Transplanting Seedlings Today!

The cold weather crops I started 3 weeks ago are finally big enough for transplanting into larger pots. I ordered some new trays (without holes) and 3½ inch square pots a couple weeks ago from because I needed better trays and the prices were very good. They sell “hobby packs” of ten in addition to full cases. The hobby packs were the perfect amount for me. They arrived just in time for transplanting all these little guys.

This tray of cabbage, broccoli, brussels sprouts and cabbage is ready for transplanting.

The cool weather crops are ready to transplant!

I also purchased a large roll of row cover fabric which was cheaper than buying a small package of it at Home Depot. To use the fabric effectively, I will be making pvc hoop frames for some of the beds and will drape and fasten the fabric over it. Sort of like turning the raised beds into little cloth greenhouses. The row cover will keep the new plantings a bit warmer and shelter them from any frost in spring and again in the fall. It also helps to keep certain pests from being able to attack the plants, such as the cabbage moth.

So, I have all my stuff gathered and I am ready to start “potting up”. (The semi-technical term for transplanting seedlings into a larger container.) I am taking pics of the process and posting them along with step by step instructions on this site.

Why Bother Transplanting Them You Ask?

Yes, I could allow them to continue growing in the small cells and transplant them directly into the garden when it’s time. Transplanting, however, allows the roots to spread out and develop more than they ever could in the smaller cells they were started in. The plants, as well as the roots, will grow stronger. Planting these larger plants, with larger root systems, gets them off to a much better start in the garden!

Update, just 1 week later.
This shows the growth difference between transplanting and not transplanting in just one week.

      This shows the growth difference between transplanting and not transplanting in just one                  week. No fertilizer was used.

# Recorded information
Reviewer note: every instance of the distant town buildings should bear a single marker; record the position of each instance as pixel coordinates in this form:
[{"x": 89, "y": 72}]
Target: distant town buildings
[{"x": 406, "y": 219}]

# Task prompt
Copy out the post on transplanting seedlings from above in full, word for word, with nothing changed.

# Answer space
Transplanting Seedlings Today!

The cold weather crops I started 3 weeks ago are finally big enough for transplanting into larger pots. I ordered some new trays (without holes) and 3½ inch square pots a couple weeks ago from because I needed better trays and the prices were very good. They sell “hobby packs” of ten in addition to full cases. The hobby packs were the perfect amount for me. They arrived just in time for transplanting all these little guys.

This tray of cabbage, broccoli, brussels sprouts and cabbage is ready for transplanting.

The cool weather crops are ready to transplant!

I also purchased a large roll of row cover fabric which was cheaper than buying a small package of it at Home Depot. To use the fabric effectively, I will be making pvc hoop frames for some of the beds and will drape and fasten the fabric over it. Sort of like turning the raised beds into little cloth greenhouses. The row cover will keep the new plantings a bit warmer and shelter them from any frost in spring and again in the fall. It also helps to keep certain pests from being able to attack the plants, such as the cabbage moth.

So, I have all my stuff gathered and I am ready to start “potting up”. (The semi-technical term for transplanting seedlings into a larger container.) I am taking pics of the process and posting them along with step by step instructions on this site.

Why Bother Transplanting Them You Ask?

Yes, I could allow them to continue growing in the small cells and transplant them directly into the garden when it’s time. Transplanting, however, allows the roots to spread out and develop more than they ever could in the smaller cells they were started in. The plants, as well as the roots, will grow stronger. Planting these larger plants, with larger root systems, gets them off to a much better start in the garden!

Update, just 1 week later.
This shows the growth difference between transplanting and not transplanting in just one week.

      This shows the growth difference between transplanting and not transplanting in just one                  week. No fertilizer was used.